**Exercise brief:**
Transcribe the data that follows, exactly and in full.

(Point-per-instance localization data)
· · · ·

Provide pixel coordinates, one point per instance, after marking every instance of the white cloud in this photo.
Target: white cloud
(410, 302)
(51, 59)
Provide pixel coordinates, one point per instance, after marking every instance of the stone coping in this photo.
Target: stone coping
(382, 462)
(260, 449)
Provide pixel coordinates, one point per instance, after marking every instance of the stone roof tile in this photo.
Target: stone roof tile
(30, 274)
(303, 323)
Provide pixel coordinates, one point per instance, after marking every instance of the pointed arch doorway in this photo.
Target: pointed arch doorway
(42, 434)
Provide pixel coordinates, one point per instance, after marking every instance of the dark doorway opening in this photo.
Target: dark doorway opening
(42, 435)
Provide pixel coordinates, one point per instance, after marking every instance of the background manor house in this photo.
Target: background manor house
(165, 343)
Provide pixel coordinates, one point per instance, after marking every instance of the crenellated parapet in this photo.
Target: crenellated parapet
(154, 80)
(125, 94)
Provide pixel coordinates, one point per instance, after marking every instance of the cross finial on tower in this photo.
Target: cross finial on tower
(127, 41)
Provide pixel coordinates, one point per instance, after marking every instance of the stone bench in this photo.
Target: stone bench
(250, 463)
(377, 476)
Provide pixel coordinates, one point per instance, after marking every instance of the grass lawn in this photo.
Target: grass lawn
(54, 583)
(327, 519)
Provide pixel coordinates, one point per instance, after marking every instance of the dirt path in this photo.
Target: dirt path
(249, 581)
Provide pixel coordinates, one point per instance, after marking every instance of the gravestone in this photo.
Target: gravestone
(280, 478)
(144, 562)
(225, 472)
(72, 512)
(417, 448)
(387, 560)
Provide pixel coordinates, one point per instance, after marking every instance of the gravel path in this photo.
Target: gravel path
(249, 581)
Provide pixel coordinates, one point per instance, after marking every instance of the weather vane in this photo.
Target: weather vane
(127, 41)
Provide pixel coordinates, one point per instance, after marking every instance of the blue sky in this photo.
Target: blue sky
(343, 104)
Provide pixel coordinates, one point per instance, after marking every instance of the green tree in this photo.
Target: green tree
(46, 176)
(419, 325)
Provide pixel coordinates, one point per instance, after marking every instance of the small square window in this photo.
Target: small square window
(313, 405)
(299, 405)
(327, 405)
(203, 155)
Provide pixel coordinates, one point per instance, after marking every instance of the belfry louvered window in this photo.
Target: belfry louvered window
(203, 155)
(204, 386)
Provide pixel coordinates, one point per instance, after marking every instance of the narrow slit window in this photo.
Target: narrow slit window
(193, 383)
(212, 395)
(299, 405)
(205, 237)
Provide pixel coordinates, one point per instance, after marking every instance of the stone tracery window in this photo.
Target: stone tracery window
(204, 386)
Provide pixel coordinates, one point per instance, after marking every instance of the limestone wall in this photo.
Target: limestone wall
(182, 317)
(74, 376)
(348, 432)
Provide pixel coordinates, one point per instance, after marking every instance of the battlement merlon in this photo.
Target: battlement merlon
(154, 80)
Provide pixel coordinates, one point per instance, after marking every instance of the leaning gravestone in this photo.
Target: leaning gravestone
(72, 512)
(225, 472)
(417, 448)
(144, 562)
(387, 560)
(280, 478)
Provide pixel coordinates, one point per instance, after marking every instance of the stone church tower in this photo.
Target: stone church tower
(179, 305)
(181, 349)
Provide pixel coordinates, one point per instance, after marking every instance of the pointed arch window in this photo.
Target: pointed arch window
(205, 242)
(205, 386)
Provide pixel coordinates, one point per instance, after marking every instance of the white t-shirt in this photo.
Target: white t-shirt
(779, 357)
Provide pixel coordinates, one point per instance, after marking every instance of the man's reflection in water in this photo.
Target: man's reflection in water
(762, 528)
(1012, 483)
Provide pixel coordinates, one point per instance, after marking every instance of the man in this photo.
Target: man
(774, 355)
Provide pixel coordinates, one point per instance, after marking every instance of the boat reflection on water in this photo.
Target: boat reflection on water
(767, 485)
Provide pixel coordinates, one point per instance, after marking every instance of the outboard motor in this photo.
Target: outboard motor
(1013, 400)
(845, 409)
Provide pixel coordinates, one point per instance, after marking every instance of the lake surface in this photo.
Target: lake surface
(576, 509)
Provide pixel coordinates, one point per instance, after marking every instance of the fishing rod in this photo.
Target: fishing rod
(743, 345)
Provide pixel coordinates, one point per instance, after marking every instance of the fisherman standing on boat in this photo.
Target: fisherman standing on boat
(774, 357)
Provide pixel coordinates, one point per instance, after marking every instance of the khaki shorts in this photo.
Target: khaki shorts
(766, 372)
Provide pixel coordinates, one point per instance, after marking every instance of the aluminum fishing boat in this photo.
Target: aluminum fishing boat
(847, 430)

· · · ·

**Written answer:**
Provide pixel coordinates, one point per instance, after marking every instance of the white cloud in this photo.
Target: white cloud
(410, 302)
(51, 59)
Provide pixel coordinates, one point per instance, after marking every instance of the stone coping in this photo.
Target: stone coping
(382, 462)
(260, 449)
Provide pixel coordinates, one point per instance, after marking every instance of the stone roof tile in this photo.
Target: stone roof tile
(30, 274)
(303, 323)
Provide pixel coordinates, one point per instance, after marking every instance of the pointed arch doorway in this photo.
Target: pointed arch doorway
(42, 434)
Provide pixel coordinates, one point per instance, after marking every instance of the dark doorway opening in this photo.
Target: dark doorway opening
(42, 435)
Provide pixel coordinates, one point per instance, after marking every instance of the background manor house in this photo.
Target: background manor house
(165, 343)
Provide pixel coordinates, one point per instance, after marking every instance of the crenellated parapet in this photo.
Target: crenellated parapet
(154, 80)
(125, 94)
Provide pixel coordinates, one point per instance, after marking every instance of the cross finial on tower in this photo.
Target: cross finial on tower
(127, 41)
Provide pixel coordinates, one point per instance, after marking every instance of the stone bench in this photo.
Target: stone bench
(250, 463)
(377, 476)
Provide pixel coordinates, one point per instance, after marking every instance of the grass lawn in this photo.
Target: grass lawn
(54, 583)
(327, 519)
Provide pixel coordinates, one point per instance, after marking every instance of the dirt path in this photo.
Target: dirt path
(249, 581)
Provide pixel coordinates, one point per instance, after marking every instance of the gravestone in this photo.
Target: gravestone
(280, 478)
(144, 562)
(225, 472)
(72, 512)
(417, 448)
(387, 560)
Provide pixel coordinates, one point per instance, after marking every instance of the gravel path in this photo.
Target: gravel path
(249, 581)
Provide pixel coordinates, one point per instance, after marking every instance of the weather vane in this photo.
Target: weather vane
(127, 41)
Provide pixel coordinates, one point per instance, after marking every instance of the blue sky in this photo.
Target: blue sky
(343, 104)
Provide pixel coordinates, one point per instance, after marking every instance of the green tree in this photo.
Target: green tree
(46, 176)
(419, 325)
Provide pixel coordinates, one point per instance, after marking every instance of the small square window in this photo.
Target: small square window
(313, 405)
(299, 405)
(327, 405)
(203, 155)
Provide pixel coordinates, one point per instance, after marking every instance of the belfry louvered window in this photo.
Target: belfry louvered window
(203, 155)
(204, 386)
Provide pixel coordinates, one point per instance, after marking every instance of the narrow slit window in this photo.
Target: narrow slit window
(193, 383)
(212, 395)
(299, 405)
(205, 237)
Provide pixel coordinates, one point per instance, after marking every instance of the stone tracery window in this photo.
Target: stone tracery window
(204, 386)
Provide pixel coordinates, one point per instance, after marking every instance of the limestone wall in this photo.
Target: limestone wall
(182, 317)
(74, 376)
(348, 432)
Provide pixel coordinates, one point per instance, after marking every instance of the battlement merlon in this photo.
Target: battlement merlon
(154, 80)
Provide pixel coordinates, one point per instance, after marking every instance of the leaning gravestone in this photo.
Target: leaning gravestone
(72, 512)
(225, 472)
(417, 448)
(144, 562)
(387, 560)
(280, 478)
Provide pixel coordinates, one point per instance, after marking every instance of the stone church tower in this photo.
Target: stone church tower
(179, 305)
(181, 349)
Provide pixel coordinates, one point per instance, after marking every instance of the pointed arch window in this photo.
Target: pointed arch window
(205, 242)
(205, 386)
Provide pixel coordinates, one point per instance, after marking every instance of the white t-shirt in this photo.
Target: white t-shirt
(779, 357)
Provide pixel coordinates, one point per instance, after marking every instance of the man's reflection in water in this photo.
Target: man's reflection in water
(762, 528)
(1012, 483)
Provide pixel coordinates, one point per instance, after marking every instance of the man in this photo.
Target: man
(774, 355)
Provide pixel coordinates, one point per instance, after marking every instance of the boat reflection on water in this photo.
Target: boat reflection on water
(767, 485)
Provide pixel coordinates, one point per instance, after marking every instance of the outboard motor in this photo.
Target: outboard motor
(1013, 400)
(845, 409)
Provide pixel coordinates, one point per instance, after marking every instance of the lake surface in this photo.
Target: lake surface
(576, 509)
Provide pixel coordinates, one point per instance, after marking every instance of the fishing rod in this photo.
Target: fishing rod
(743, 345)
Provide pixel coordinates, one point per instance, after marking every instance of the fisherman standing on boat in this photo.
Target: fisherman standing on boat
(774, 357)
Provide pixel coordinates, one point per instance, after marking every instance of the khaki shorts in this photo.
Target: khaki shorts
(766, 372)
Provide pixel coordinates, one point per instance, after marking every instance of the aluminum fishing boat in this photo.
Target: aluminum fishing boat
(847, 430)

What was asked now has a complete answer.